ACTIVITY 1:
From the asbestos lawsuit article, copy the passage starting with "The power plants were" and going on through "administrator Jacqueline Nooyen.".
ACTIVITY 2:
Answer these from the asbestos lawsuit article:
(a) In what year was Nooyen diagnosed with mesothelioma?
(b) What does Wisconsin's safe place statute require employers to furnish?
(c) To how many years did the 2018 legislation shorten the exposure period?
ACTIVITY 3:
Pick up the asbestos lawsuit article after its last sentence and keep writing.

Feb. 4, 2020 – The estate of a career pipefitter who died from mesothelioma recently lost an appeal on claims that asbestos exposure caused his cancer and the exposure, in the course of his employment, violated the state’s safe place statute.
Norbert Nooyen worked for contractors involved in the construction of utility-owned nuclear power plants north of Sheboygan in the 1970s.
The power plants were jointly owned, in some form, by Madison Gas and Electric, Wisconsin Power & Light, and the Wisconsin Public Service Corporation.
In 2016, Nooyen was diagnosed with mesothelioma. In 2017, he filed a lawsuit against the utility companies. In 2018, the case pending, Nooyen died from the disease. The lawsuit continued under Nooyen’s estate, through administrator Jacqueline Nooyen.
The complaint alleged that Nooyen’s mesothelioma was caused by exposure to airborne asbestos fibers released while working in the power plants, and the power plant owners knew or should have known of the hazards of asbestos.
Specifically, the complaint alleged a violation of Wisconsin’s safe place statute, Wis. Stat. section 101.11(1), causing damages. The safe place statute requires employers “to furnish a place of employment which shall be safe for employees.”
The power plants, the complaint alleged, had a duty to warn Nooyen of the dangers of asbestos exposure and to establish safety protocols, among other duties.
But the defendant companies argued that Nooyen’s complaint was barred by the state’s construction statute of repose, section 893.89(2015-16), which barred causes of action against entities or persons “involved in the improvement to real property” after 10 years immediately following the date of substantial completion of the improvement. (Note: In 2018, enacted legislation shortened the exposure period from 10 to seven years).

EXCERPTED RECORDS:
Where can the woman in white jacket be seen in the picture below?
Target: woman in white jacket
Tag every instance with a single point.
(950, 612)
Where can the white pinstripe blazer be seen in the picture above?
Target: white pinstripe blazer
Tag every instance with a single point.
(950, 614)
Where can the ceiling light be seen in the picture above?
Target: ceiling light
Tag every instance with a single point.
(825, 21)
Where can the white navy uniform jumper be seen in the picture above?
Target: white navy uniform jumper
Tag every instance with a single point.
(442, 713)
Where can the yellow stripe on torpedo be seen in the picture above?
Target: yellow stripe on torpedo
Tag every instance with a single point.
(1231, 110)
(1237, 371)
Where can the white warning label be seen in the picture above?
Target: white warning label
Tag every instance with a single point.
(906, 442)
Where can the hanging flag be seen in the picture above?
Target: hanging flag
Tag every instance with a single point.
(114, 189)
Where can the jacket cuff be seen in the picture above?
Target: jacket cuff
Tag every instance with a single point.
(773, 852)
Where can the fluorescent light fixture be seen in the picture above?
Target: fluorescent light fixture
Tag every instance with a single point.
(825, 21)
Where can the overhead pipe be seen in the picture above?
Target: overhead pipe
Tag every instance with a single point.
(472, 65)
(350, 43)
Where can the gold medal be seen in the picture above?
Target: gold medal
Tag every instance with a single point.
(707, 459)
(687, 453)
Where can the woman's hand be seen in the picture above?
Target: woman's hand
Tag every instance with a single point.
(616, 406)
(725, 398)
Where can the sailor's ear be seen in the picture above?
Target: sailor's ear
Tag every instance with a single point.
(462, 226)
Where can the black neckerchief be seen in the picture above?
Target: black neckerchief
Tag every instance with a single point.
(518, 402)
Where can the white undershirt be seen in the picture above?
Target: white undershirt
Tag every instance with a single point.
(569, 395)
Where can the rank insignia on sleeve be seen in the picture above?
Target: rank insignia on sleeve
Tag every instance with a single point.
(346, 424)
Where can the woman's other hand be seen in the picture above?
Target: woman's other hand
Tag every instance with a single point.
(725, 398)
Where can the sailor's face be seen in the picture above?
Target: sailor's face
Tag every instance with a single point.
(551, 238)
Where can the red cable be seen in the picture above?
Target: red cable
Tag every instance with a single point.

EXERCISE ANSWER 1:
The power plants were jointly owned, in some form, by Madison Gas and Electric, Wisconsin Power & Light, and the Wisconsin Public Service Corporation.
In 2016, Nooyen was diagnosed with mesothelioma. In 2017, he filed a lawsuit against the utility companies. In 2018, the case pending, Nooyen died from the disease. The lawsuit continued under Nooyen’s estate, through administrator Jacqueline Nooyen.

EXERCISE ANSWER 2:
(a) 2016
(b) A place of employment which shall be safe for employees
(c) Seven years

EXERCISE ANSWER 3:
The Brown County Circuit Court agreed with the defendants and dismissed the case. In Nooyen v. Wisconsin Electric Power Company, 2019AP289 (Jan. 22, 2020), a three-judge panel for the District III Court of Appeals affirmed the circuit court decision.
The panel rejected the estate’s claim that the statute of repose improperly barred the claim and applying the statute violated the estate’s constitutional right to a remedy.
There was no dispute that Nooyen’s claim was filed well beyond the statute of repose’s applicable “exposure period” of 10 years. But the panel examined whether the statute of repose applies, based on the source of the injuries alleged.
“[T]he crucial inquiry for purposes of determining whether the construction statute of repose applies is whether the safe place claims resulted from an injury caused by a structural defect or by an unsafe condition associated with the structure,” wrote Judge Lisa Stark, concluding the asserted injuries were caused by a structural defect.
“Jacqueline does not allege that the asbestos was properly installed but then became unsafe over time because it was not appropriately repaired or maintained. Instead, it is the original construction process that she contends caused Norbert’s injury.”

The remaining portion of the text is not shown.